* begin *

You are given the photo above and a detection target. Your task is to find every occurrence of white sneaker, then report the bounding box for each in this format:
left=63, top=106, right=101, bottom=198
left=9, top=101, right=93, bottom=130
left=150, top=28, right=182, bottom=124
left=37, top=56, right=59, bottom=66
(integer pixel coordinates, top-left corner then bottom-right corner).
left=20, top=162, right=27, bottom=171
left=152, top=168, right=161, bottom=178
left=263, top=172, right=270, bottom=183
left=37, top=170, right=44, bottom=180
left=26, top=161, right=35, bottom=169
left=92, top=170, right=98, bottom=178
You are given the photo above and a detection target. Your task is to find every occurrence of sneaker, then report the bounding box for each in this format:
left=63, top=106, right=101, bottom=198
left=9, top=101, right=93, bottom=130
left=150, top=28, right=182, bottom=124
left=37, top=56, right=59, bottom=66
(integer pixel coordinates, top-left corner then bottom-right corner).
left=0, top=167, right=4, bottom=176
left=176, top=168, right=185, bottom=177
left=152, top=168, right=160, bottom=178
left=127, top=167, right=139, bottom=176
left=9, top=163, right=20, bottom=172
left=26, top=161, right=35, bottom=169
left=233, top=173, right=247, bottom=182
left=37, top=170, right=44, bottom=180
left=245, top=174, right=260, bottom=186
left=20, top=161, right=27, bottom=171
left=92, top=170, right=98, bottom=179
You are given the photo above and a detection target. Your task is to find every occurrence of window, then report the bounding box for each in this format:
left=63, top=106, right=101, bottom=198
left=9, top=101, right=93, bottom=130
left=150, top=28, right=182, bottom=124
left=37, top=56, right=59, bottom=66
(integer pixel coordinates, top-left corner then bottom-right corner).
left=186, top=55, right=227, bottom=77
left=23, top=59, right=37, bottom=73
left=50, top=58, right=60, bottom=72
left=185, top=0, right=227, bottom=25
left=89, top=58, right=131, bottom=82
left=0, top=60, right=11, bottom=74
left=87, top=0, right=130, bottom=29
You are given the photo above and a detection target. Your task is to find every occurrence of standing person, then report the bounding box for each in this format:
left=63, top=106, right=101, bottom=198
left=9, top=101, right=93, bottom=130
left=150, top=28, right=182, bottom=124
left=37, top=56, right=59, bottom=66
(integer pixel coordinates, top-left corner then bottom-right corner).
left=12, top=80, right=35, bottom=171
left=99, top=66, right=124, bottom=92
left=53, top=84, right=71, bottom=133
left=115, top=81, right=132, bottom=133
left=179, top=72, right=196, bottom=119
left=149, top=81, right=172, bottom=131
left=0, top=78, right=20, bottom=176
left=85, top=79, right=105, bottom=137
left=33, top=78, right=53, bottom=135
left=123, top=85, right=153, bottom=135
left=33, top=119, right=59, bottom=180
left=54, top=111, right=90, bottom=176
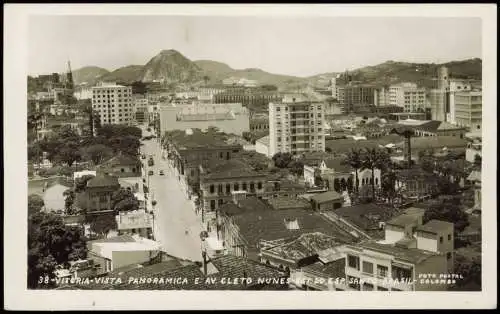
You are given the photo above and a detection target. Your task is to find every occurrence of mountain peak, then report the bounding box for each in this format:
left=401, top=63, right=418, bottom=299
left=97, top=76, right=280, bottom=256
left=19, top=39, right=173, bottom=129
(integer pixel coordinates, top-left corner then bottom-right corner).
left=159, top=49, right=181, bottom=56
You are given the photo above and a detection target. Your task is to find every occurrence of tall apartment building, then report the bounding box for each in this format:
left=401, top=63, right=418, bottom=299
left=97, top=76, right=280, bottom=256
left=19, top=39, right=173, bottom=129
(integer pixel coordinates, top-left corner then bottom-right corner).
left=430, top=67, right=482, bottom=123
left=389, top=83, right=427, bottom=112
left=453, top=91, right=483, bottom=131
left=92, top=83, right=134, bottom=125
left=373, top=87, right=391, bottom=107
left=269, top=94, right=325, bottom=156
left=158, top=102, right=250, bottom=135
left=343, top=85, right=376, bottom=113
left=133, top=94, right=149, bottom=124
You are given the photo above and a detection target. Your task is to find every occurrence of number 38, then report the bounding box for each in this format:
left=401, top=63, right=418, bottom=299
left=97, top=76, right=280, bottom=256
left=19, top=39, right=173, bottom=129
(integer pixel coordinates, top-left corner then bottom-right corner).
left=38, top=276, right=49, bottom=283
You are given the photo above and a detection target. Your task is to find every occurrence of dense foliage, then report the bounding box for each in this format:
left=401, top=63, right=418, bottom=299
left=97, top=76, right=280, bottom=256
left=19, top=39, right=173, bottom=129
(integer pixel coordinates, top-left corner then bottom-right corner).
left=28, top=212, right=87, bottom=289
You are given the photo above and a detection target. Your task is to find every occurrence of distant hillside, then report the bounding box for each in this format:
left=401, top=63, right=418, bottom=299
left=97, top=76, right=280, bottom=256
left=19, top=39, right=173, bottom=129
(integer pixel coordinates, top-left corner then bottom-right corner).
left=142, top=50, right=203, bottom=83
left=330, top=58, right=482, bottom=88
left=101, top=65, right=144, bottom=84
left=65, top=50, right=482, bottom=90
left=194, top=60, right=234, bottom=77
left=73, top=66, right=109, bottom=84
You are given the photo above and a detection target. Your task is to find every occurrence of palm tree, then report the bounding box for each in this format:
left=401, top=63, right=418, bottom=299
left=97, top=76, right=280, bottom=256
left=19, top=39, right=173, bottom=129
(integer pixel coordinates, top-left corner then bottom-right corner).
left=362, top=148, right=390, bottom=200
left=344, top=149, right=363, bottom=193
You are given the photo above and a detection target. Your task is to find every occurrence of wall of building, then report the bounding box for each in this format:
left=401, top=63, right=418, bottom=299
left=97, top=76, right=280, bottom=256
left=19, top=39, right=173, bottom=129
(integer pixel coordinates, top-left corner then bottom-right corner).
left=160, top=104, right=250, bottom=135
left=454, top=92, right=482, bottom=131
left=92, top=85, right=134, bottom=125
left=255, top=141, right=272, bottom=157
left=200, top=176, right=266, bottom=211
left=112, top=250, right=159, bottom=269
left=384, top=224, right=405, bottom=243
left=269, top=100, right=325, bottom=155
left=415, top=255, right=453, bottom=291
left=416, top=231, right=438, bottom=252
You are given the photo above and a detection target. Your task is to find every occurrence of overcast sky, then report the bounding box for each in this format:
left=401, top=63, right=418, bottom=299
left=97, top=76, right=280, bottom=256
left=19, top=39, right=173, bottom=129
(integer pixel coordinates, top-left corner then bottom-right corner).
left=28, top=16, right=481, bottom=76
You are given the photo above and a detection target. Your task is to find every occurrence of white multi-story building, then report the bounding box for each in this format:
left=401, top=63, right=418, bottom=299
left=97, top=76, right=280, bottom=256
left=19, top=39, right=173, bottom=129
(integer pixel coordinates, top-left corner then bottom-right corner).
left=456, top=91, right=483, bottom=131
left=159, top=102, right=250, bottom=135
left=92, top=83, right=134, bottom=125
left=269, top=94, right=325, bottom=156
left=73, top=84, right=92, bottom=100
left=446, top=79, right=475, bottom=124
left=389, top=83, right=427, bottom=112
left=133, top=94, right=149, bottom=124
left=373, top=87, right=390, bottom=107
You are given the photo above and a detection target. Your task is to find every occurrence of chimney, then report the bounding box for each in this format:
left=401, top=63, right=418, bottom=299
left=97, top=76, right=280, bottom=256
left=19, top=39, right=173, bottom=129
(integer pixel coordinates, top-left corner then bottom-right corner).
left=243, top=270, right=247, bottom=287
left=232, top=191, right=247, bottom=205
left=201, top=251, right=207, bottom=276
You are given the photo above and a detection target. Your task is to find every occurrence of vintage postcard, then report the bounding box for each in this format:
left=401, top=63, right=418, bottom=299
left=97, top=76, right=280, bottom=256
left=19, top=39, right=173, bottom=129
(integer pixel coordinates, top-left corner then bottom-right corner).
left=4, top=4, right=497, bottom=310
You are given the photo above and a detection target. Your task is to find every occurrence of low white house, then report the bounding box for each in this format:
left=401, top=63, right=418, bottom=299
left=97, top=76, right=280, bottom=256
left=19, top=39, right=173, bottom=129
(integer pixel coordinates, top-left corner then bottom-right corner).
left=255, top=135, right=272, bottom=157
left=73, top=170, right=97, bottom=180
left=87, top=235, right=161, bottom=272
left=43, top=183, right=70, bottom=212
left=116, top=210, right=153, bottom=238
left=304, top=158, right=381, bottom=193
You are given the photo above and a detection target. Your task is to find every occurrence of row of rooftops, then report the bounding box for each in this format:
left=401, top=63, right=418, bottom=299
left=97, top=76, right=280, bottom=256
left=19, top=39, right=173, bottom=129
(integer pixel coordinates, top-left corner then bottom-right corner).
left=59, top=255, right=287, bottom=290
left=167, top=129, right=239, bottom=150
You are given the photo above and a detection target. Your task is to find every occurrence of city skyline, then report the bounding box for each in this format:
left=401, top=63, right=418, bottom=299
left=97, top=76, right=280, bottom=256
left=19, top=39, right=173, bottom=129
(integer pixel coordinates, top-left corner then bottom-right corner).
left=28, top=16, right=482, bottom=77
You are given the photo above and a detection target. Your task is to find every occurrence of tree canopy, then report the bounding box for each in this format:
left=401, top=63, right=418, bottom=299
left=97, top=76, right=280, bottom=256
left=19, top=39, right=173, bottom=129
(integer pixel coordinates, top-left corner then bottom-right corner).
left=28, top=212, right=87, bottom=288
left=111, top=188, right=139, bottom=212
left=28, top=194, right=44, bottom=215
left=424, top=196, right=469, bottom=235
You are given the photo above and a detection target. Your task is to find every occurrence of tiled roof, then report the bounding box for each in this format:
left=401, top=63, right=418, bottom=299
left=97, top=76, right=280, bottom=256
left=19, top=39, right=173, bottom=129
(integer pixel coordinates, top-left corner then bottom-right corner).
left=359, top=241, right=439, bottom=264
left=233, top=209, right=353, bottom=248
left=90, top=234, right=136, bottom=243
left=396, top=136, right=467, bottom=149
left=58, top=255, right=284, bottom=290
left=387, top=214, right=418, bottom=227
left=267, top=196, right=311, bottom=210
left=178, top=112, right=234, bottom=121
left=256, top=135, right=269, bottom=146
left=265, top=232, right=344, bottom=262
left=167, top=129, right=237, bottom=150
left=219, top=197, right=273, bottom=216
left=417, top=219, right=453, bottom=233
left=335, top=203, right=391, bottom=231
left=87, top=174, right=120, bottom=187
left=303, top=258, right=345, bottom=278
left=311, top=191, right=344, bottom=203
left=116, top=211, right=153, bottom=230
left=209, top=255, right=284, bottom=282
left=101, top=154, right=139, bottom=166
left=202, top=159, right=266, bottom=179
left=467, top=171, right=481, bottom=182
left=325, top=158, right=352, bottom=172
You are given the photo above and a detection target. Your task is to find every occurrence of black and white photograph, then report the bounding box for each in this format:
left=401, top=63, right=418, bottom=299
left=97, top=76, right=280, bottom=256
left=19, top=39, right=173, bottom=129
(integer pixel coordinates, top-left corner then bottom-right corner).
left=4, top=4, right=497, bottom=309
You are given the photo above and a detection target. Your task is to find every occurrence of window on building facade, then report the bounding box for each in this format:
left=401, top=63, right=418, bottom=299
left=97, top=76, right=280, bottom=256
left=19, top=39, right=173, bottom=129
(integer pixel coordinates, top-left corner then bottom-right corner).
left=377, top=265, right=389, bottom=278
left=363, top=262, right=373, bottom=274
left=347, top=255, right=359, bottom=270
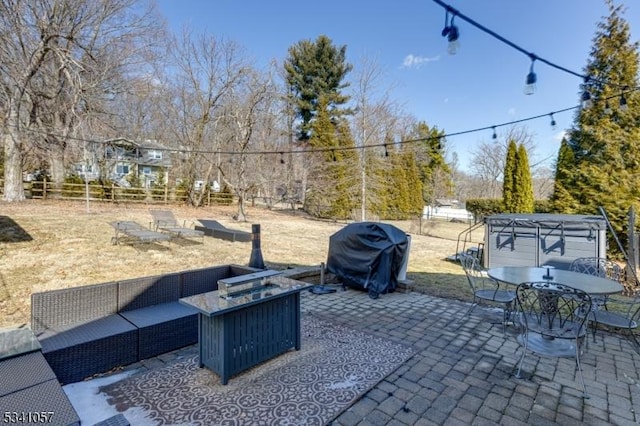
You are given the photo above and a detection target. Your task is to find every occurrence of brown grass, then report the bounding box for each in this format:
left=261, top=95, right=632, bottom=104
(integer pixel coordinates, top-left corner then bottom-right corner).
left=0, top=200, right=482, bottom=327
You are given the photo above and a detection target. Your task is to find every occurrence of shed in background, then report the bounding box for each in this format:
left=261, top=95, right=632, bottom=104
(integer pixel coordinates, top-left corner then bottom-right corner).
left=483, top=213, right=607, bottom=269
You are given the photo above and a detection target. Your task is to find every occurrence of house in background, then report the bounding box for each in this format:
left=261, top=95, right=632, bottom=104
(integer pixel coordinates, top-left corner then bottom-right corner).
left=74, top=138, right=171, bottom=188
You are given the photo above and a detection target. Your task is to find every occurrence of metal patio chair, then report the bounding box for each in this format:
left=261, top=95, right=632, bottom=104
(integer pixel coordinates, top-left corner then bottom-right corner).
left=569, top=257, right=640, bottom=346
left=515, top=281, right=592, bottom=398
left=459, top=253, right=516, bottom=334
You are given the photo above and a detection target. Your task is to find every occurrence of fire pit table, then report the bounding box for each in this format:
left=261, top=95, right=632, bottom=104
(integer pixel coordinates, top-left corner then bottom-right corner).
left=180, top=271, right=313, bottom=385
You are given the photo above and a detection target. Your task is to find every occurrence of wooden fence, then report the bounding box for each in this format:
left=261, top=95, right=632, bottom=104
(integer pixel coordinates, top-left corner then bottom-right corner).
left=0, top=179, right=233, bottom=206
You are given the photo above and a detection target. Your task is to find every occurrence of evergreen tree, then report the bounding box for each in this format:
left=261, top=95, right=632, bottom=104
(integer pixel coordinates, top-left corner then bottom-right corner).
left=405, top=121, right=453, bottom=205
left=284, top=35, right=353, bottom=141
left=513, top=144, right=535, bottom=213
left=305, top=97, right=357, bottom=219
left=550, top=138, right=580, bottom=214
left=553, top=0, right=640, bottom=247
left=502, top=139, right=518, bottom=213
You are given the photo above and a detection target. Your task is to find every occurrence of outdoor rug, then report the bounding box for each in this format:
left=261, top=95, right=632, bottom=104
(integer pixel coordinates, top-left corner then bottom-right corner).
left=100, top=316, right=414, bottom=425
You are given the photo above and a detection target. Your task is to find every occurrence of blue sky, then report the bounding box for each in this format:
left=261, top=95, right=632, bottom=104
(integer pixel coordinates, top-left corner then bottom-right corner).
left=158, top=0, right=640, bottom=173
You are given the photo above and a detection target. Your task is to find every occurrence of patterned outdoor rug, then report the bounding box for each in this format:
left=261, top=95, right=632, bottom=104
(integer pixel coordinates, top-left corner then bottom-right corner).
left=101, top=316, right=414, bottom=425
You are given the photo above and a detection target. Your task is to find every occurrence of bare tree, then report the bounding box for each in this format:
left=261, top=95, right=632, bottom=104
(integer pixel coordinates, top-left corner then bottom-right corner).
left=0, top=0, right=162, bottom=201
left=223, top=70, right=276, bottom=221
left=470, top=126, right=535, bottom=198
left=351, top=57, right=400, bottom=221
left=166, top=28, right=249, bottom=206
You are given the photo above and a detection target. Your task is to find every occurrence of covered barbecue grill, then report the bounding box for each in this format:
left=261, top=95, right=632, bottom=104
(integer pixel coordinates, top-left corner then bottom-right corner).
left=327, top=222, right=409, bottom=299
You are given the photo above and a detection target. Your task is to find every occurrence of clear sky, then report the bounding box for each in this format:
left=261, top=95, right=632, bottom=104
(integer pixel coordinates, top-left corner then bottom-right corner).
left=158, top=0, right=640, bottom=173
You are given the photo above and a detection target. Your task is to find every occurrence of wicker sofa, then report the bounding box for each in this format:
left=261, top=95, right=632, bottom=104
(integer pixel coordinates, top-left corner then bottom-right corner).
left=31, top=265, right=258, bottom=384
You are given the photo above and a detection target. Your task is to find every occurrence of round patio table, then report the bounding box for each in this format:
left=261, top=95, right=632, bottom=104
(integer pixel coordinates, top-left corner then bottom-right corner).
left=487, top=266, right=623, bottom=295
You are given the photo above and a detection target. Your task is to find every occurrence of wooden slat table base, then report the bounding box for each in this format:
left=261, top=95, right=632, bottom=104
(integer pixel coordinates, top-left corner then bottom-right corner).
left=198, top=292, right=301, bottom=385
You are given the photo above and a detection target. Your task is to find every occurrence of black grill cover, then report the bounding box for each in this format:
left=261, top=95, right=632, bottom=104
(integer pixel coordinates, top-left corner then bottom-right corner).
left=327, top=222, right=409, bottom=299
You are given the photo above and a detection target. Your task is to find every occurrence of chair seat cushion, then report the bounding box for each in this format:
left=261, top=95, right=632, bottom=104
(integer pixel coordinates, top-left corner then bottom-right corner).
left=476, top=289, right=516, bottom=303
left=519, top=313, right=586, bottom=339
left=589, top=311, right=638, bottom=329
left=120, top=302, right=198, bottom=328
left=37, top=314, right=136, bottom=354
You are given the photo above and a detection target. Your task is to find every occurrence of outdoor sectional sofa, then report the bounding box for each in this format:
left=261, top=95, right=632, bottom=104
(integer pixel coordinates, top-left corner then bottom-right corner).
left=31, top=265, right=259, bottom=384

* end *

Reproduce only the lines of the material starting at the line that contains "occurrence of fire" and ending at the line that contains "left=180, top=271, right=313, bottom=385", swapping "fire pit table" for "patio table" and leaving everything else unchanged.

EXPECTED ANSWER »
You are given the photo above and a detection target. Your task is to find every occurrence of patio table, then report the bounding box for each in this format:
left=261, top=95, right=632, bottom=104
(integer pixel coordinates, top-left corner then bottom-right corner).
left=180, top=271, right=313, bottom=385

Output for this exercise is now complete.